__Problem__
Which lines of the data below contain the string "baby"? Copy each of them, matching case exactly.

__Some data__
☆ ☆ ☆ ☆ ☆ ☆ ☆
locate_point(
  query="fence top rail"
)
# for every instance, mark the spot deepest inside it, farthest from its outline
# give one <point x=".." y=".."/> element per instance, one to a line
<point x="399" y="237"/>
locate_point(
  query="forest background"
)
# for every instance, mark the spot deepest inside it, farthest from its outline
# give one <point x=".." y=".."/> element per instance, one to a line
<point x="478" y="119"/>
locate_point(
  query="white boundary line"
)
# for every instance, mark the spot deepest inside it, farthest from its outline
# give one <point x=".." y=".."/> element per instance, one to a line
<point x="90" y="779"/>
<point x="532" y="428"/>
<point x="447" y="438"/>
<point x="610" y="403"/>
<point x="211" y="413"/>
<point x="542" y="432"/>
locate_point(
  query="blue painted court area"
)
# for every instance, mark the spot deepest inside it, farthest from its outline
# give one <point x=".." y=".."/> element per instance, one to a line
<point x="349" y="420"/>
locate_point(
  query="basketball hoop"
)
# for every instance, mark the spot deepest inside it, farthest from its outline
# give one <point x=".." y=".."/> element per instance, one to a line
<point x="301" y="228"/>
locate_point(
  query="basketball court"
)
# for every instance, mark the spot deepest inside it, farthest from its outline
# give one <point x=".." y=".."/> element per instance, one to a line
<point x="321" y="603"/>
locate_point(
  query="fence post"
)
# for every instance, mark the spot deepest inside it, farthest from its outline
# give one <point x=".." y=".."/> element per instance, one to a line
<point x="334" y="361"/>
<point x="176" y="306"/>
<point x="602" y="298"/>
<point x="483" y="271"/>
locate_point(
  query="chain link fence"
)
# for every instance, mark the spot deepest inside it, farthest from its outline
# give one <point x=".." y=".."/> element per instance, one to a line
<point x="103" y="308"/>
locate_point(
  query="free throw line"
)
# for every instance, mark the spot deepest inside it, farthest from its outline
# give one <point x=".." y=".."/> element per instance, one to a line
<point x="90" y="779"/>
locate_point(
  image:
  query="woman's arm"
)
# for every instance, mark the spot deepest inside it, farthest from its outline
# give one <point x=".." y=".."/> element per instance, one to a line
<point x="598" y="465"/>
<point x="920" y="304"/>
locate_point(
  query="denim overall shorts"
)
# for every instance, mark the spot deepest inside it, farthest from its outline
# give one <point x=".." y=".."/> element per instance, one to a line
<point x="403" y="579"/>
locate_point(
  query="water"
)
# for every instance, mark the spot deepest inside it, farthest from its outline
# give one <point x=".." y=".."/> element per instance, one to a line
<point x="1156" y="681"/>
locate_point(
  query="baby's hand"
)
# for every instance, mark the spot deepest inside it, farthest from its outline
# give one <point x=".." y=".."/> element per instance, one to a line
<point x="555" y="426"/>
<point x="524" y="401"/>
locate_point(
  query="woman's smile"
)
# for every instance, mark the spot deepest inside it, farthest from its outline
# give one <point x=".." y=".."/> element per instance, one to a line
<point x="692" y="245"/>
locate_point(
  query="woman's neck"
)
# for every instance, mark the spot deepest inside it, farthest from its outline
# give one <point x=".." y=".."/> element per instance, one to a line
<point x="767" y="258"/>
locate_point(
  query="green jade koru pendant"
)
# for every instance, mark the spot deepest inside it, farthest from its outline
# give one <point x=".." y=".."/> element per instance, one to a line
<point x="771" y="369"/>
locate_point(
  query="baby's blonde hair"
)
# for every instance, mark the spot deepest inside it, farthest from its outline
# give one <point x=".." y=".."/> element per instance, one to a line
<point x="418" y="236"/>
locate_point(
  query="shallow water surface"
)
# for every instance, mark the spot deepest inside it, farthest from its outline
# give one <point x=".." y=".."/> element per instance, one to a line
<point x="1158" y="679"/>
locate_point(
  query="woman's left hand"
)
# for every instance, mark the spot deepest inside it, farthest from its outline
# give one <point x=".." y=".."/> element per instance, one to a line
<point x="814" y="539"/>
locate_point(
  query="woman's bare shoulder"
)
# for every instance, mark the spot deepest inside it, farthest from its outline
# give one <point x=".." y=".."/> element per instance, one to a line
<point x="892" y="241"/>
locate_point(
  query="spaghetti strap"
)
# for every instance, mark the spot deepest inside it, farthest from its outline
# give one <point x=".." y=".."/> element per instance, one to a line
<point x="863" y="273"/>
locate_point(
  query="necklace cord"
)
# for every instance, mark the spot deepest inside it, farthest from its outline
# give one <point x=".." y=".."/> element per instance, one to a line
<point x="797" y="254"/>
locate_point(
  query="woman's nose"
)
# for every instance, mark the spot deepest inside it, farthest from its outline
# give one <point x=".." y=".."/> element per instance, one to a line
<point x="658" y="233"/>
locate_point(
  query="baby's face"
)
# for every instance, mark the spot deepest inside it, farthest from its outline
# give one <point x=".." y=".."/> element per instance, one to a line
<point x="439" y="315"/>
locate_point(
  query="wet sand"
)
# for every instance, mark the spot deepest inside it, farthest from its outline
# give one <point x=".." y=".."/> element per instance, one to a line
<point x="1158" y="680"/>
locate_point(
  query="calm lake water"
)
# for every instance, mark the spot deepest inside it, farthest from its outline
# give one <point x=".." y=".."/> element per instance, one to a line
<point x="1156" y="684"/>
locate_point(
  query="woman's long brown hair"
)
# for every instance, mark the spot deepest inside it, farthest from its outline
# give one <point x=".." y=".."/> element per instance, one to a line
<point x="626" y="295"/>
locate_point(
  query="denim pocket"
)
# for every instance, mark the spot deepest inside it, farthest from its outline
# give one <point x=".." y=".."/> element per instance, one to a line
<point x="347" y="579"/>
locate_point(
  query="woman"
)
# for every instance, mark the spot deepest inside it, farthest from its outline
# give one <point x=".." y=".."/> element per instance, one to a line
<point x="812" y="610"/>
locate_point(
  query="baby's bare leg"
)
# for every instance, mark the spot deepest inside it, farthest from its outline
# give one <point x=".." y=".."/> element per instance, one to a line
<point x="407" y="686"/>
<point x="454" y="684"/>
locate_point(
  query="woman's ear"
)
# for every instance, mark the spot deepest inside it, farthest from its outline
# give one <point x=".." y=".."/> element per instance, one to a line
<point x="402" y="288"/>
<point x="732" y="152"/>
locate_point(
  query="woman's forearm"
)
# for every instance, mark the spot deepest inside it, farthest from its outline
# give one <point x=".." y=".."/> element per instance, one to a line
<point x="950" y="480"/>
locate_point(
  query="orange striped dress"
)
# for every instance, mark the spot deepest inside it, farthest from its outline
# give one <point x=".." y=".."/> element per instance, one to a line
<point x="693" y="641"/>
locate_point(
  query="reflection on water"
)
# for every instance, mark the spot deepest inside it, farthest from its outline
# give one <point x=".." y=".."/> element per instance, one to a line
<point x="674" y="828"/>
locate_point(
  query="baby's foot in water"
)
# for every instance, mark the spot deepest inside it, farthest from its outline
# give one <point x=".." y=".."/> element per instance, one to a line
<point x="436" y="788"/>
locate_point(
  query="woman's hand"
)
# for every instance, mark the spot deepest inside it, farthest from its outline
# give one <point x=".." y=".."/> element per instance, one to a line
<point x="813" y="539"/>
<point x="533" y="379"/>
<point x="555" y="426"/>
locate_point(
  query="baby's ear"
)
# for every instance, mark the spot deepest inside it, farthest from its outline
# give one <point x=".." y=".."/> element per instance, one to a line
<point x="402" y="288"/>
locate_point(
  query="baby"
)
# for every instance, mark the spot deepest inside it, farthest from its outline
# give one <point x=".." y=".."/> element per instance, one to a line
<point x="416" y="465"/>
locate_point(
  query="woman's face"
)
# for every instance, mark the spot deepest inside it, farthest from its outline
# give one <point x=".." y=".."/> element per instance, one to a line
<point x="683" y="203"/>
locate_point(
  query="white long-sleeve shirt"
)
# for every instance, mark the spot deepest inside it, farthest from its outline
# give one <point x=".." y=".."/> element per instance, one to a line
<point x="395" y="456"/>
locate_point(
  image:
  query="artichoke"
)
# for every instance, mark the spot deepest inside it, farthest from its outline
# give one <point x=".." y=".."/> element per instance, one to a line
☆ ☆ ☆ ☆ ☆ ☆ ☆
__Correct answer__
  query="baby's hand"
  query="baby's blonde hair"
  query="baby's face"
  query="baby's bare leg"
  query="baby's foot in water"
  query="baby's ear"
  query="baby"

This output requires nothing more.